Dataset records:
┄┄┄┄┄┄┄┄┄┄

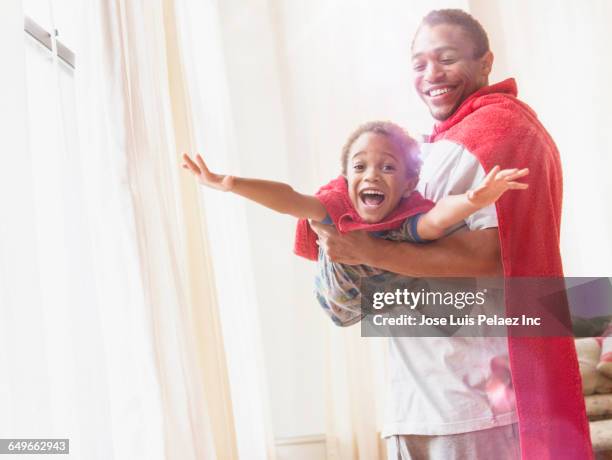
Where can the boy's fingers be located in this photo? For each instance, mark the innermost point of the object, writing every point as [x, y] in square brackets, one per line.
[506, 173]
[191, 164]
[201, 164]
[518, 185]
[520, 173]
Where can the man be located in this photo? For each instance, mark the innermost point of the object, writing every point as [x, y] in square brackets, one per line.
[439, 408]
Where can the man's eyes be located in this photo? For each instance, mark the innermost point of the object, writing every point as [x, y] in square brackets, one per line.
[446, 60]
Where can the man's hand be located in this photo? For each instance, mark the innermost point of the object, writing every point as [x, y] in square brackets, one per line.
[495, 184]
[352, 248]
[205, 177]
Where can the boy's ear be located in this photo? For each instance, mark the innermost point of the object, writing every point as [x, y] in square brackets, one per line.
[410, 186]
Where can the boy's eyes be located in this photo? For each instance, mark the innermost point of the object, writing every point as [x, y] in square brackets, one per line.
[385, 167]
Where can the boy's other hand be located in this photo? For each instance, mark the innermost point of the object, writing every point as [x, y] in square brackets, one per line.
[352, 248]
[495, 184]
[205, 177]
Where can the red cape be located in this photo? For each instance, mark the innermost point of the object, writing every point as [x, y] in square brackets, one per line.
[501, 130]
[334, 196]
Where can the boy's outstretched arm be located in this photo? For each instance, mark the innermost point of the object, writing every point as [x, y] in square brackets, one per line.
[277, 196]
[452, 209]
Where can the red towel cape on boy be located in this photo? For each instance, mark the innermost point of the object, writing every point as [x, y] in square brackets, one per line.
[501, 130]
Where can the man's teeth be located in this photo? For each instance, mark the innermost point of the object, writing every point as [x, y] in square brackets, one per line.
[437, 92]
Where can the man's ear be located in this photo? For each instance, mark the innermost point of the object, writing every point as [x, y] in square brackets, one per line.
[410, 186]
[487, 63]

┄┄┄┄┄┄┄┄┄┄

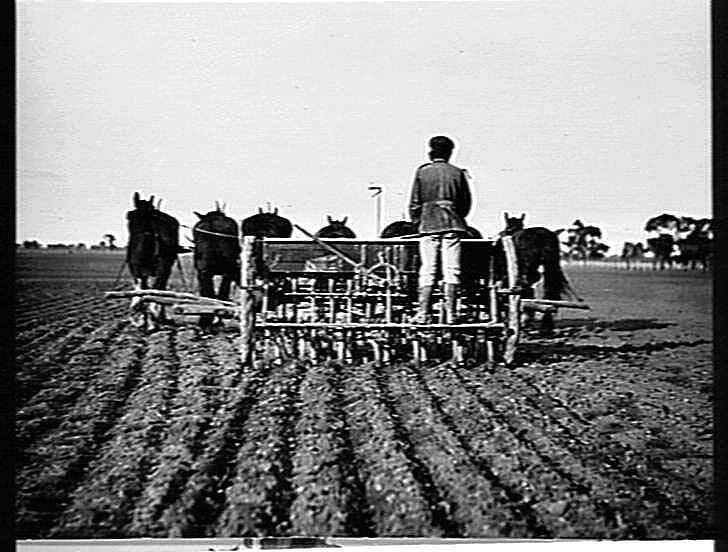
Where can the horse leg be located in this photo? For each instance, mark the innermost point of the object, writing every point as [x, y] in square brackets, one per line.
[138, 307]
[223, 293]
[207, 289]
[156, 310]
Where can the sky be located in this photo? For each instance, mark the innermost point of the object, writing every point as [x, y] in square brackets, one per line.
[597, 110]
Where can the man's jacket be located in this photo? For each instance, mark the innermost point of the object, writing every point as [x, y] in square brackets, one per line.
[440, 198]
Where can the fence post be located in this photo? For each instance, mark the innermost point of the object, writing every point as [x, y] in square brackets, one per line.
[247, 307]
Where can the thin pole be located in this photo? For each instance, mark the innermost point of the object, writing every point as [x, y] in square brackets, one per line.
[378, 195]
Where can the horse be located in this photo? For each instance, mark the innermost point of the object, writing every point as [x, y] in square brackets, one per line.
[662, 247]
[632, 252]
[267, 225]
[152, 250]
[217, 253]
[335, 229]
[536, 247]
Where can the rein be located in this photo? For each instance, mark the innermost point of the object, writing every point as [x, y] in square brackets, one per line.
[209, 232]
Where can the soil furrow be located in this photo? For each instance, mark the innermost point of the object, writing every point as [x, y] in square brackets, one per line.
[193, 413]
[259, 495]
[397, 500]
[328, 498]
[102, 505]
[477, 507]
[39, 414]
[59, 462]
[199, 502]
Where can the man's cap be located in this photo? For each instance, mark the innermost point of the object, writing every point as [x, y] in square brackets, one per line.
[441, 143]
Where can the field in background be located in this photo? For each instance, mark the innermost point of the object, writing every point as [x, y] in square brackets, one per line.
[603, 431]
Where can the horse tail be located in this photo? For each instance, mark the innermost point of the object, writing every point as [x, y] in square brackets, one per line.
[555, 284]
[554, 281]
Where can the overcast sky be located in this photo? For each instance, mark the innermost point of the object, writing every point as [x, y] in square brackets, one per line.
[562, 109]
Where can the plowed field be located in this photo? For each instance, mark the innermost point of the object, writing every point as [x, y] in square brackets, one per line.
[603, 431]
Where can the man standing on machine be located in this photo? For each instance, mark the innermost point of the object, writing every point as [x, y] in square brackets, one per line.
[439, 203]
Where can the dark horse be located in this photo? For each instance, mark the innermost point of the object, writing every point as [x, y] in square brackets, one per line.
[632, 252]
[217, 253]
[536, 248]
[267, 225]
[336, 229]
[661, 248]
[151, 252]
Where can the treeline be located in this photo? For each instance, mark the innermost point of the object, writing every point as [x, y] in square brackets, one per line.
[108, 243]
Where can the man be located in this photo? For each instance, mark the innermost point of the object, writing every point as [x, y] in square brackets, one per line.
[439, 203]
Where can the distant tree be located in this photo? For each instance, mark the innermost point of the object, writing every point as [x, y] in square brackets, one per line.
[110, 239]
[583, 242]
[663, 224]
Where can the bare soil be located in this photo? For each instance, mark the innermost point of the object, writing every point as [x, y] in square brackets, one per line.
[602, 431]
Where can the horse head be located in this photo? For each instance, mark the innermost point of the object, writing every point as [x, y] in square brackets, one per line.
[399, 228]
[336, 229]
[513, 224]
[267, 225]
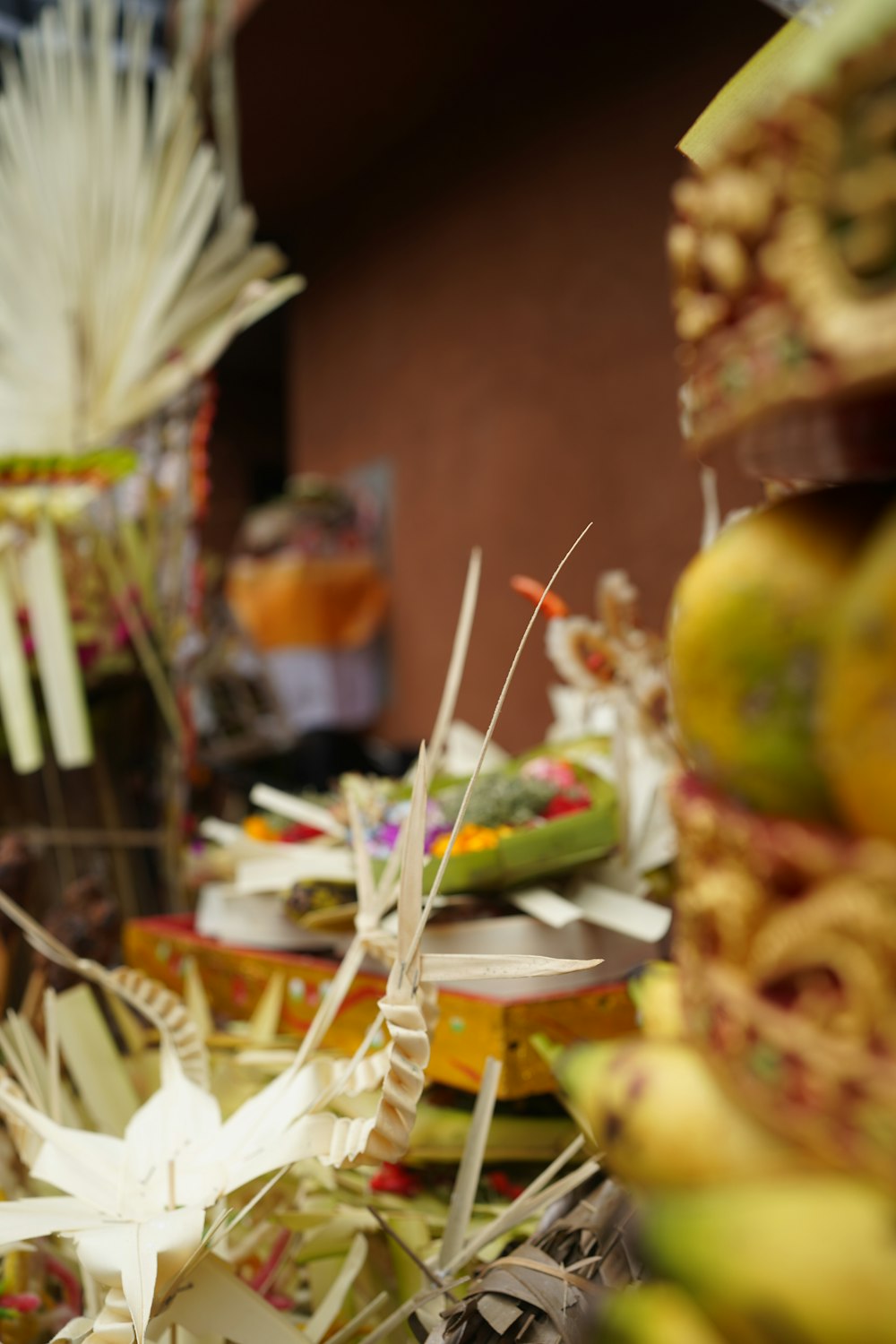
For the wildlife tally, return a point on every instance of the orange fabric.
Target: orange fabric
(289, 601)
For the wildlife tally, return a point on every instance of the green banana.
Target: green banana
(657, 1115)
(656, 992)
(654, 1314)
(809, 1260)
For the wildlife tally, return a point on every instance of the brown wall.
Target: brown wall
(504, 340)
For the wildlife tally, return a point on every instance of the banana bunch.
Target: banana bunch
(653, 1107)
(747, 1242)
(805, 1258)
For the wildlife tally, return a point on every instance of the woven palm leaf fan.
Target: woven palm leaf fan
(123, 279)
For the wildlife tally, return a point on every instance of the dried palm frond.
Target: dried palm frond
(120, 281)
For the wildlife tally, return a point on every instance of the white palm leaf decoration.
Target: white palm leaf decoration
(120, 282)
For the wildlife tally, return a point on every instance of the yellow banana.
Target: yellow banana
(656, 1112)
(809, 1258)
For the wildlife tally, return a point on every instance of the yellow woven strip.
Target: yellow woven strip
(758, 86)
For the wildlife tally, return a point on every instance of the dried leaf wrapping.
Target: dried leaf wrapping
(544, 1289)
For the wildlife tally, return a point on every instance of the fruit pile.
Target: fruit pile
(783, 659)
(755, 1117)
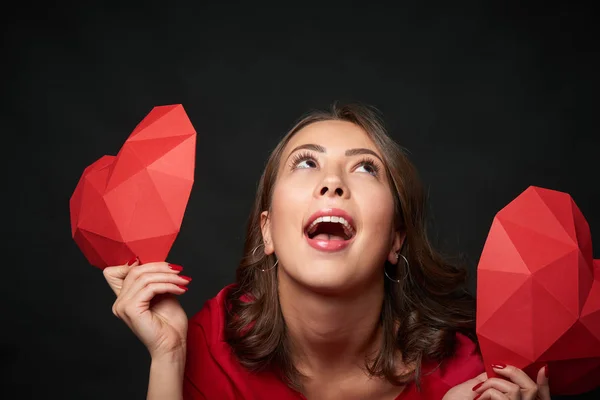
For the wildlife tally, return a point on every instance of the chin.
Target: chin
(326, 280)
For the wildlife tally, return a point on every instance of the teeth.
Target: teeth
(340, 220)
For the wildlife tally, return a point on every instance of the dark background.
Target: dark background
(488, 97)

┄┄┄┄┄┄┄┄┄┄

* Aim of the task
Find the line with "Where can the bare" and the line with "palm leaf fan." in the records above. Copy both and all lines between them exactly, without pictures.

* Solution to this problem
Where can the bare soil be located in this photo? For each instance, mark the innermost point of the object, writing every point as [x, y] in square brackets, one per line.
[602, 431]
Where can the horse head be located in this photo? For each instance, mark the innermost point of the object, writing every point as [x, y] in square brackets, one per line.
[399, 228]
[336, 229]
[513, 224]
[267, 225]
For the wildlife tally, return a point on every instance of the orange fabric.
Target: orange fabric
(289, 601)
For the wildlife tally, return a point on every instance of the green banana.
Target: green banana
(657, 1115)
(656, 992)
(654, 1314)
(809, 1260)
For the wildlife tally, return a point on every instance of the brown wall.
Target: brown wall
(504, 340)
For the wildlife tally, return a point on every instance of the banana bunch.
Target: banana bunch
(653, 1107)
(747, 1242)
(805, 1258)
For the wildlife tally, return a point on every instance of the woven palm leaf fan.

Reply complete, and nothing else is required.